--- Exercise requirements ---
Look through the data below for the line with "Target: tall antenna tower" and the line with "Would you be so kind as to mark the white church", then output those two and all lines in between, exactly as written.

--- Available data ---
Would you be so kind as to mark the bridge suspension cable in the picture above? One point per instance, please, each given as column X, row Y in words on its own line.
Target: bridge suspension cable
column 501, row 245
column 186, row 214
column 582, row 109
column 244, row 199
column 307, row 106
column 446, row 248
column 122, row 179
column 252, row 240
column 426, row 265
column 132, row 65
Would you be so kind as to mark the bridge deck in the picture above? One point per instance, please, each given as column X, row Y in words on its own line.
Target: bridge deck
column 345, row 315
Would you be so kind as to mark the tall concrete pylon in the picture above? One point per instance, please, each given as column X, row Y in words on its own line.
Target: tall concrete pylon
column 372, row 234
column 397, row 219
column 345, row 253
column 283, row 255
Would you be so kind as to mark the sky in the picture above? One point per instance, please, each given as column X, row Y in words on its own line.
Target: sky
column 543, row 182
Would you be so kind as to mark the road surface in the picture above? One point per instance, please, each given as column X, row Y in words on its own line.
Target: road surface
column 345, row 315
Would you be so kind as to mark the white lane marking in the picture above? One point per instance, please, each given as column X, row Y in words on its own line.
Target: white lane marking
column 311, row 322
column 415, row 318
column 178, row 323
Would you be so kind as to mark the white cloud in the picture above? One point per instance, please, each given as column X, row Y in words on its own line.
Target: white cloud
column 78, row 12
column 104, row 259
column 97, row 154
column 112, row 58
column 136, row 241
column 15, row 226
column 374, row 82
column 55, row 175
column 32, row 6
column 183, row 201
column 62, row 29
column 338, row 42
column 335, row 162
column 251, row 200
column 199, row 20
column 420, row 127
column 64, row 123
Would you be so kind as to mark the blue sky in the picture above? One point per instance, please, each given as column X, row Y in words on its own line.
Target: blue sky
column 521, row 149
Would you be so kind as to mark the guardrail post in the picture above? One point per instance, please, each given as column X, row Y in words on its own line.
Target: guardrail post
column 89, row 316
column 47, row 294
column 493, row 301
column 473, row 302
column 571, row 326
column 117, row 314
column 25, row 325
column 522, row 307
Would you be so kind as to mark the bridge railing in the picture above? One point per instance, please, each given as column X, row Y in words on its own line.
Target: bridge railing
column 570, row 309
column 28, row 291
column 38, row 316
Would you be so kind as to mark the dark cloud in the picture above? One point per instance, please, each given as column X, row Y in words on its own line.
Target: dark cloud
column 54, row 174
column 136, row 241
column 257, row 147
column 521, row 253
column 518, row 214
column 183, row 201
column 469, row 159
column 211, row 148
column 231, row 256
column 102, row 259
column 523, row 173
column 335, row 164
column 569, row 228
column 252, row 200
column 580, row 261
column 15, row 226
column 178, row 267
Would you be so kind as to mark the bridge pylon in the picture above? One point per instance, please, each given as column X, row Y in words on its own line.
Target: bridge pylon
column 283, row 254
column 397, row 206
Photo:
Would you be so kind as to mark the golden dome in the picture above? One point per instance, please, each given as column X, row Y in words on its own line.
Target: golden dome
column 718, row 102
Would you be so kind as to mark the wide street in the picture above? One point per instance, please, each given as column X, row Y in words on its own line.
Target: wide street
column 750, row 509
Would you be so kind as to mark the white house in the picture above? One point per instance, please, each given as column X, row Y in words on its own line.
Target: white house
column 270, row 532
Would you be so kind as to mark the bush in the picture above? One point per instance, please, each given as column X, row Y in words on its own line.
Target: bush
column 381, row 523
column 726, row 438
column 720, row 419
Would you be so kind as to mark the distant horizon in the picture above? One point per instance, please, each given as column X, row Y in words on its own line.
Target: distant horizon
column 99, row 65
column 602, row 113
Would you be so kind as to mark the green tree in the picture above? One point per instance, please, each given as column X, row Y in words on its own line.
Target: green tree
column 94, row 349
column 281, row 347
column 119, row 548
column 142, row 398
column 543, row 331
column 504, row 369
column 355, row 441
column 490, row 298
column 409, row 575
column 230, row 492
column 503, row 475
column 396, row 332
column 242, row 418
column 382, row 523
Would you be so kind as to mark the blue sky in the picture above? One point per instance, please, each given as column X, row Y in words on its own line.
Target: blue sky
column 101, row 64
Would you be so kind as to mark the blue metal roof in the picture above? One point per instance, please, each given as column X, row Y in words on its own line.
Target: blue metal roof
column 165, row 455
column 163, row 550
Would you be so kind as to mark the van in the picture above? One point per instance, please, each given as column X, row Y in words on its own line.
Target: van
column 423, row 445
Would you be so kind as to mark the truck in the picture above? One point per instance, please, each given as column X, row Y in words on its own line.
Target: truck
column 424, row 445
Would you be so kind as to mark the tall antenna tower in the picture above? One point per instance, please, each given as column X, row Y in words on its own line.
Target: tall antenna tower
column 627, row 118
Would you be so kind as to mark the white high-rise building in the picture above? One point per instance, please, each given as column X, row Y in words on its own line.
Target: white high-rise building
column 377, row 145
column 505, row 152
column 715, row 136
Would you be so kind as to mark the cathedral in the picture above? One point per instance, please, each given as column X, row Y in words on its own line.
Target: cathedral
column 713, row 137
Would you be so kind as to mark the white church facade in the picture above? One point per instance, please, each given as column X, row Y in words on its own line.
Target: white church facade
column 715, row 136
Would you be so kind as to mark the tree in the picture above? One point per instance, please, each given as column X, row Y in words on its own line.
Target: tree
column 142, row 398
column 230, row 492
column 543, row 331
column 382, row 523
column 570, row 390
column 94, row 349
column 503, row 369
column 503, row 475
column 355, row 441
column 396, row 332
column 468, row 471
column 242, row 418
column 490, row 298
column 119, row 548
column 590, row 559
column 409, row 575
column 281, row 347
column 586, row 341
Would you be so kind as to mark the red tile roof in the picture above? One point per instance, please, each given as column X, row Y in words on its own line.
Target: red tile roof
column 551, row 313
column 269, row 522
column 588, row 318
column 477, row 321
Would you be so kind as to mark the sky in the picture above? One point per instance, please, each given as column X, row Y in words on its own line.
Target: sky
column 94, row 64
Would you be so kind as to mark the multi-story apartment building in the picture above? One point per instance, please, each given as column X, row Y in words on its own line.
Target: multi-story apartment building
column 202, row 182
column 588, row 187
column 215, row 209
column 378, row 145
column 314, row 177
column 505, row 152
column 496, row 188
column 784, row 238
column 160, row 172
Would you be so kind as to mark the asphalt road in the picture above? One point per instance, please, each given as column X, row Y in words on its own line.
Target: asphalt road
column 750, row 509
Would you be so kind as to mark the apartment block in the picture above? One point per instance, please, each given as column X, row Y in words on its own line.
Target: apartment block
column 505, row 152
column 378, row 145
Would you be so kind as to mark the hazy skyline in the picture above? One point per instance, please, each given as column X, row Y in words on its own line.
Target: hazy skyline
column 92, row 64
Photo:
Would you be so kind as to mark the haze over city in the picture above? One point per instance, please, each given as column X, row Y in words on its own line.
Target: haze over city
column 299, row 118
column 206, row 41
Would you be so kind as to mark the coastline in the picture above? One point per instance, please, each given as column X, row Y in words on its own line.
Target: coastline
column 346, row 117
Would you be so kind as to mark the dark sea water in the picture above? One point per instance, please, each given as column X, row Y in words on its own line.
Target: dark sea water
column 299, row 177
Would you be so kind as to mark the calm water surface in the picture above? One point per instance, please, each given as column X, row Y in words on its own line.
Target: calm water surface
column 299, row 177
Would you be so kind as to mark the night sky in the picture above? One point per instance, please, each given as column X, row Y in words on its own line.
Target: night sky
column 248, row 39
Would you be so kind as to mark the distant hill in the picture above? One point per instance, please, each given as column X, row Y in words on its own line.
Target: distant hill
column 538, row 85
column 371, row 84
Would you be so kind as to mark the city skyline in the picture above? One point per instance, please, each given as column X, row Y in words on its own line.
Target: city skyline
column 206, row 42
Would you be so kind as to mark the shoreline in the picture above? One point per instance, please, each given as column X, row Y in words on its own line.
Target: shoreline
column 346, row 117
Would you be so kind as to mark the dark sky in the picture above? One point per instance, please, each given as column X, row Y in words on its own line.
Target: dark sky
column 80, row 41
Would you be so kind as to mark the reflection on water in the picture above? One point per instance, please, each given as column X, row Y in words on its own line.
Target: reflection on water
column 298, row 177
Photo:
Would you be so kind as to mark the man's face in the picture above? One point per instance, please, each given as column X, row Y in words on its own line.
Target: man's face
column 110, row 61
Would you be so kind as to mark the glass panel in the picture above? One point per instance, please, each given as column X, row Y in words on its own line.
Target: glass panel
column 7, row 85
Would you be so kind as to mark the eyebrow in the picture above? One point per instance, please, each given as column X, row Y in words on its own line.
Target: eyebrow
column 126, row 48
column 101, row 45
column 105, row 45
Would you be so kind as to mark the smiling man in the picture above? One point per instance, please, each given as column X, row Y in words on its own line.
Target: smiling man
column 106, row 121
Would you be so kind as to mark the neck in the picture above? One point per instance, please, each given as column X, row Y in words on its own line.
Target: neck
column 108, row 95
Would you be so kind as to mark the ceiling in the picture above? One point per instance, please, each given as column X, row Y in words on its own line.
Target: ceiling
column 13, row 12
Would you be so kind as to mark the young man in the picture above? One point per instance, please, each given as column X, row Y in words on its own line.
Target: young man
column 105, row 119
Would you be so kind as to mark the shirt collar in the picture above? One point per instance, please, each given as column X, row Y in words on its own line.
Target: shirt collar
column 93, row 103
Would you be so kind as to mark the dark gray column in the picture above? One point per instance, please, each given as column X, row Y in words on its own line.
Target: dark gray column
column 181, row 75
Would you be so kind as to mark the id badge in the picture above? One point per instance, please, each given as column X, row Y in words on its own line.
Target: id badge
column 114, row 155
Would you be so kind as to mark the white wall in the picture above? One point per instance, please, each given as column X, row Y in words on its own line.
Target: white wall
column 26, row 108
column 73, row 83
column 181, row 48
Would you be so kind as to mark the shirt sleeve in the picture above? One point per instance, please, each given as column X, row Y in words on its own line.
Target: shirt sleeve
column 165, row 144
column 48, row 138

--- Written reply ---
Target: tall antenna tower
column 627, row 118
Would you be so kind as to mark the white high-rise building in the picture above? One point per instance, please, each given as column X, row Y in words on its own line.
Target: white high-rise building
column 377, row 145
column 505, row 152
column 715, row 136
Would you be so kind as to mark the cathedral in the picture above? One point per instance, please, each given as column X, row Y in words on its own line.
Target: cathedral
column 713, row 137
Would you be so kind as to mark the white church facade in the picture above? One point per instance, please, each given as column X, row Y in words on its own line.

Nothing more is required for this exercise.